§ The exercise: Return the whole listing, keeping every character the same.

§ Provided information:
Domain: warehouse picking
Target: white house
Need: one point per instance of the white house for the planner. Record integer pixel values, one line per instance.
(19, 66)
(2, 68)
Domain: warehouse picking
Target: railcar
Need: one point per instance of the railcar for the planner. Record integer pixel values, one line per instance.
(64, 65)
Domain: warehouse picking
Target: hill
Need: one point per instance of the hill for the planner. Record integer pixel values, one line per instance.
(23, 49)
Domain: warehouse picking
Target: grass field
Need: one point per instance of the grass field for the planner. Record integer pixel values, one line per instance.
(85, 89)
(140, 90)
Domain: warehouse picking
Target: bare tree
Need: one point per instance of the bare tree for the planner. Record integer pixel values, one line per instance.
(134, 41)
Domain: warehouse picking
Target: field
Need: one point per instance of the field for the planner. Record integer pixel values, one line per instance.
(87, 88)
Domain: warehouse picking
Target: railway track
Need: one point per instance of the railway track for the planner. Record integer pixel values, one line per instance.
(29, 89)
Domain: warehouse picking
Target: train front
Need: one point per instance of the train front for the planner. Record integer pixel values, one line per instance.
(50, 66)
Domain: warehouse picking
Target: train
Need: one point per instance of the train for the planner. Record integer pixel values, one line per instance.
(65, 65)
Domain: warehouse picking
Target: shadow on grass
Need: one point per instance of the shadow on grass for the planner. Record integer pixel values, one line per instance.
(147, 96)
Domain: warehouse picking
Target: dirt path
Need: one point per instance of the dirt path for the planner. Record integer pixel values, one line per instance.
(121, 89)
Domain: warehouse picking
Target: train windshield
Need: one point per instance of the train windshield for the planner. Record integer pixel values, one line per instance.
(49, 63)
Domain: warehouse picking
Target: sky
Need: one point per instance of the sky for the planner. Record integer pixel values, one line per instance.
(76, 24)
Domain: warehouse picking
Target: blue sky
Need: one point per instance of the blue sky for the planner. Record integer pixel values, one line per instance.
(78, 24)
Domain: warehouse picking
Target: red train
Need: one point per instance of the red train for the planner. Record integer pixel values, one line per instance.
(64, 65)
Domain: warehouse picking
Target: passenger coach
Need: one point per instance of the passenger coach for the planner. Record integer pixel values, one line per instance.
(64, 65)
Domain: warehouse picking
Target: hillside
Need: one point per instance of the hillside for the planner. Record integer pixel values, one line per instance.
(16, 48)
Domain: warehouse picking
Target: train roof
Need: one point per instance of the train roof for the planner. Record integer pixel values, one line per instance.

§ Task result:
Domain: warehouse picking
Target: white house
Need: one point per instance of the white house for the planner. Record integer pixel values, one line per instance.
(19, 66)
(2, 68)
Domain: warehouse picking
Target: railcar
Need: one point per instance of the railcar for the planner. Record integer pixel values, one line per instance.
(64, 65)
Domain: warehouse picking
Target: hill
Need: one point per instance of the hill for the planner. Record integer pixel values, one line per instance.
(23, 49)
Domain: warehouse picking
Target: grass field
Need: one point per instance of the grass field for the planner. Record integer pixel values, one line per instance.
(85, 89)
(140, 90)
Domain: warehouse picking
Target: bare tree
Need: one point per instance of the bare tree for the planner. Record integer pixel values, one line per instance.
(134, 41)
Domain: warehouse picking
Target: field
Need: one point per instance of the field for the planner. Record integer pixel values, one line per instance.
(87, 88)
Domain: warehouse picking
Target: railway track
Need: one point per instance of the railway track for the planner. Record integer pixel values, one line per instance.
(29, 89)
Domain: warehouse picking
Target: train front
Need: one point per instance of the train front for the planner. Record integer pixel values, one line per instance.
(50, 66)
Domain: warehouse picking
Target: train
Need: one point per instance of the train for the planner. Record integer pixel values, one line per instance.
(65, 65)
Domain: warehouse picking
Target: shadow on grass
Need: one point per instance of the shadow on grass for the planner. Record integer pixel values, one line per instance.
(147, 96)
Domain: warehouse picking
Target: dirt path
Need: one point per instance of the dirt path for the planner. Record integer pixel values, one line per instance.
(121, 89)
Domain: warehouse picking
Target: train windshield
Need: one point per instance of the train windshield for the planner. Record integer pixel values, one line per instance.
(49, 63)
Domain: warehouse picking
Target: sky
Need: one point per instance of the sky for the planner. Record integer pixel values, one line per instance.
(76, 24)
Domain: warehouse picking
Target: blue sky
Need: one point per instance of the blue sky for the planner. Record integer pixel values, one line per instance.
(78, 24)
Domain: warehouse picking
Target: red train
Need: one point per instance of the red train for the planner. Record integer pixel values, one line per instance.
(64, 65)
Domain: warehouse picking
Target: passenger coach
Need: one point per instance of the passenger coach for the planner. Record integer pixel values, one line per instance.
(64, 65)
Domain: warehouse picking
Target: hillside
Need: one point per instance of the hillside for the planner. Record integer pixel values, one line per instance.
(16, 48)
Domain: warehouse picking
Target: train roof
Need: one point per instance of the train roof for the planner. Record integer pixel values, one line per instance.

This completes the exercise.